#### [Recorded information]
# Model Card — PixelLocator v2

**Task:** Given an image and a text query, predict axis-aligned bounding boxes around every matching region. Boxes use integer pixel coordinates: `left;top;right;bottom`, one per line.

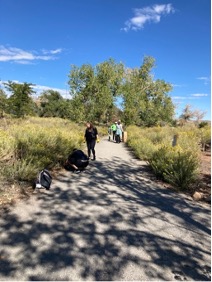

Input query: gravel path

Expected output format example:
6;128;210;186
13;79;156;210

0;139;211;281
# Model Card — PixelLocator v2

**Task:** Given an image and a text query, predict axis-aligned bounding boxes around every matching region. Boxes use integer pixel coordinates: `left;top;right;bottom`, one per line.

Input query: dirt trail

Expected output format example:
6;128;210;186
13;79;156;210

0;139;211;281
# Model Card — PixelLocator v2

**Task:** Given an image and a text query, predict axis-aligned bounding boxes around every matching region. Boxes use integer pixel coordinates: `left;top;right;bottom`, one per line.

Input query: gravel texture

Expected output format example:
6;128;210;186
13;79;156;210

0;139;211;281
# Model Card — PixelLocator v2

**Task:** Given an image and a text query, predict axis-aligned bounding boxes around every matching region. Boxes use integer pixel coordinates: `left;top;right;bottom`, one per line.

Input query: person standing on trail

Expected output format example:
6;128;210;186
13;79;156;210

116;121;122;143
85;122;98;161
111;122;117;141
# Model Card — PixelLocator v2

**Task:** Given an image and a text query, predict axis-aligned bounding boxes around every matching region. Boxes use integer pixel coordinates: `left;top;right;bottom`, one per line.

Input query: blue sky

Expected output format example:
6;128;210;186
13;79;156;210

0;0;211;119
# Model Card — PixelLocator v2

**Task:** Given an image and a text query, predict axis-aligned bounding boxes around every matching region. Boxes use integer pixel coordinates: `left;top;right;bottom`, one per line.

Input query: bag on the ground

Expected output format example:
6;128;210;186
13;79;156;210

36;169;52;190
64;149;89;170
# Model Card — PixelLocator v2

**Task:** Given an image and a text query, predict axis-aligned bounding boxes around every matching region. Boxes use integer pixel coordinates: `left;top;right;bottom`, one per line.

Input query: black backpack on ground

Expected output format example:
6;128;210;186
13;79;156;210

64;150;89;170
36;169;52;190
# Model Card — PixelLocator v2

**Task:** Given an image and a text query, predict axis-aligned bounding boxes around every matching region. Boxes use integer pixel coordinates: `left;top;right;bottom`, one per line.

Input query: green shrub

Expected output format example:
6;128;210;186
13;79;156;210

149;146;199;190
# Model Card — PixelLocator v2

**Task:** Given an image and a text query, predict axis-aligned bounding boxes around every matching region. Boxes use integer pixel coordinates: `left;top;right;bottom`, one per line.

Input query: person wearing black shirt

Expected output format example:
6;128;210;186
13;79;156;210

65;149;89;173
85;122;98;160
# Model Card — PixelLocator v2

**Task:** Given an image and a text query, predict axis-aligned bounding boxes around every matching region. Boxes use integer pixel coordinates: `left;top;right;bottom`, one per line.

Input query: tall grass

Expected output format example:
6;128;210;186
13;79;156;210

0;118;84;181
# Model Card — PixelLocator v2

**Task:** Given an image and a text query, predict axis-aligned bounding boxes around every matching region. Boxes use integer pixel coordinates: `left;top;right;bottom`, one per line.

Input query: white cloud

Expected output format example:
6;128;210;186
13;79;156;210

0;80;70;99
191;93;208;97
122;4;175;31
197;76;211;85
0;45;62;64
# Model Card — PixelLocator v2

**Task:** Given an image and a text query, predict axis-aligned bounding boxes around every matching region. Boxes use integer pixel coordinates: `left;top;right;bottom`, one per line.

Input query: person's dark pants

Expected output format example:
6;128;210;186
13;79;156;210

87;139;96;158
113;130;116;141
116;134;121;143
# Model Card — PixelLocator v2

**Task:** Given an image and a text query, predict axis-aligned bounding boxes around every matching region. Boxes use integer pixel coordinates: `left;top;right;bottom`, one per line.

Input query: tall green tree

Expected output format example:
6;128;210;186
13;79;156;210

39;89;70;118
0;89;7;118
69;59;124;122
123;57;174;126
4;81;34;117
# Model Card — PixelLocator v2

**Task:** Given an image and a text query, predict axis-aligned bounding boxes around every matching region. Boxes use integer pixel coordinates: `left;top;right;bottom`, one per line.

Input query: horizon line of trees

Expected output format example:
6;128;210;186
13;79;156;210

0;56;205;127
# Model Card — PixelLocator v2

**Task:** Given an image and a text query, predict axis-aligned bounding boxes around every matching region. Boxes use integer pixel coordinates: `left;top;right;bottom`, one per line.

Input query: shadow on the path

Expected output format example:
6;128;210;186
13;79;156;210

#### [Written request]
Find every line in the listing above that contains the string "ground" and copy each one out. The match is case-sensitive.

#### [Result for this task]
Input query: bag on the ground
Input query: black backpack on ground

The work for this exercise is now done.